*** SUPPLIED INFORMATION ***

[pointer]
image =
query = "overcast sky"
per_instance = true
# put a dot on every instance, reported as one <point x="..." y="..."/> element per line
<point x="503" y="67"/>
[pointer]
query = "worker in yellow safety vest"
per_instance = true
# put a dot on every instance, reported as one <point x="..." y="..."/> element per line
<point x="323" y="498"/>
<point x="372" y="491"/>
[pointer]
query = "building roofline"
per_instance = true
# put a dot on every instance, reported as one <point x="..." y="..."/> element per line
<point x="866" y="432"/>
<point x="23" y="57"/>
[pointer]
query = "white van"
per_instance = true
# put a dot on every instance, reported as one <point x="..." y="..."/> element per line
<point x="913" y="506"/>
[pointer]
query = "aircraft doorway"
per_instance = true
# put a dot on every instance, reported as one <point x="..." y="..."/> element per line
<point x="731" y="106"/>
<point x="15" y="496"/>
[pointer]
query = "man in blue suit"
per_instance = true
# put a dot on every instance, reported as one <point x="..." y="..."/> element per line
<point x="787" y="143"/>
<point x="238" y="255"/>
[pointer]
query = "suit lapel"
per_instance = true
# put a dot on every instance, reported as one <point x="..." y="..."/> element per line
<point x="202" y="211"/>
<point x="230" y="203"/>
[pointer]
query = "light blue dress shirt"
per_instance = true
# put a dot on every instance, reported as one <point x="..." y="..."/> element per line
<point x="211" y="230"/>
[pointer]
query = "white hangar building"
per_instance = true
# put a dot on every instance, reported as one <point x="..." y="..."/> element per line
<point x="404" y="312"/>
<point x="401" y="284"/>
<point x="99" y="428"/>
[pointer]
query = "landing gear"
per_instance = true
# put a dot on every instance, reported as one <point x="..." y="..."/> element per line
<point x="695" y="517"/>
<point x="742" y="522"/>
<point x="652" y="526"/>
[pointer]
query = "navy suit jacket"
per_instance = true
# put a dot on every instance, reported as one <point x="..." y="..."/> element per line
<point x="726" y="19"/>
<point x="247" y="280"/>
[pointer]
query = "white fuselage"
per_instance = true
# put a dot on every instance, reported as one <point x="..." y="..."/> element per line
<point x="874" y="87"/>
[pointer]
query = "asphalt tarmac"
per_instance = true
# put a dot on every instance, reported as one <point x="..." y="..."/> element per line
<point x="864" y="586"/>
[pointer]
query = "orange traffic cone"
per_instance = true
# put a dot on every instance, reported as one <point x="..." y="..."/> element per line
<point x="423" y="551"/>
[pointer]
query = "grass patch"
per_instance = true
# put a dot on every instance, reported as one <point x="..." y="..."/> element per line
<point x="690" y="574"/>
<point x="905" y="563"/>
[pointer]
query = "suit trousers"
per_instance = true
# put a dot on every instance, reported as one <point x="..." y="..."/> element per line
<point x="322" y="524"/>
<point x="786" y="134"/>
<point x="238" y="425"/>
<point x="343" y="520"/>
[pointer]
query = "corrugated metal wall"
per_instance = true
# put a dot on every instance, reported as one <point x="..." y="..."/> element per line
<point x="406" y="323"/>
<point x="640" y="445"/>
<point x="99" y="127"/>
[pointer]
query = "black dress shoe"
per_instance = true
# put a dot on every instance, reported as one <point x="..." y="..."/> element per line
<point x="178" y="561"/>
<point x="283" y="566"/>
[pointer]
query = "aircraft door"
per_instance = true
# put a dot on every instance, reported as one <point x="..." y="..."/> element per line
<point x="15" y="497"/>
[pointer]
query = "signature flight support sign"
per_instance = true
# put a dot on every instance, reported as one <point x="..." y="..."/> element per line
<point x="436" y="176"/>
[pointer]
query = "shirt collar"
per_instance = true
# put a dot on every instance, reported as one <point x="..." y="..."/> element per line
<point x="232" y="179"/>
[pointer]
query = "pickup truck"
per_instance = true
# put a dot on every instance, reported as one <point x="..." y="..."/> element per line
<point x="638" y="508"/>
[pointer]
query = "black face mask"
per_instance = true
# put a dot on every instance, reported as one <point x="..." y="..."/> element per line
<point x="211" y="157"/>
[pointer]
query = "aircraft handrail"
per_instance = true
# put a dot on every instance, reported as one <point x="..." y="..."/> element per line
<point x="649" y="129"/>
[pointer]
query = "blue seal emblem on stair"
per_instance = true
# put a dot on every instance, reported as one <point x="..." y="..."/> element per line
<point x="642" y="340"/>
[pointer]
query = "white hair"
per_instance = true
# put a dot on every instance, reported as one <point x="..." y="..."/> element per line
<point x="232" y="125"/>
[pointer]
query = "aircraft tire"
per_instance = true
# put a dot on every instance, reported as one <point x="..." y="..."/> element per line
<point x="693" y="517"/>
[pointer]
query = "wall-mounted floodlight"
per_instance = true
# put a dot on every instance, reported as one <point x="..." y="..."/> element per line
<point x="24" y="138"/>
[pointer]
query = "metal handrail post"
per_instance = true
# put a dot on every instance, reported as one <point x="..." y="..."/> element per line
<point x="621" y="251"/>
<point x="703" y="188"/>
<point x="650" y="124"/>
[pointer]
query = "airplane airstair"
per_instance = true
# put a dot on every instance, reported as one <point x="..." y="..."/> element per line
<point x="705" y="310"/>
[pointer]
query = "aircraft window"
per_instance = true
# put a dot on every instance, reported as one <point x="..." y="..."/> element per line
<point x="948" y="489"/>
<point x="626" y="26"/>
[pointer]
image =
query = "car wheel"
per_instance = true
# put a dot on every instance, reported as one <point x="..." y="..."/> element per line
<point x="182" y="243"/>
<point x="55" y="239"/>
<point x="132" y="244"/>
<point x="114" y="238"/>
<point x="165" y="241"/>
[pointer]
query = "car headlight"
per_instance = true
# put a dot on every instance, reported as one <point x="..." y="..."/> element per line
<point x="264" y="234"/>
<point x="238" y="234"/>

***

▶ YOUR TASK
For the word "dress", find every line in the data that holds it and copy that line.

▶ TASK SOLUTION
query = "light blue dress shirt"
query = "black dress shoe"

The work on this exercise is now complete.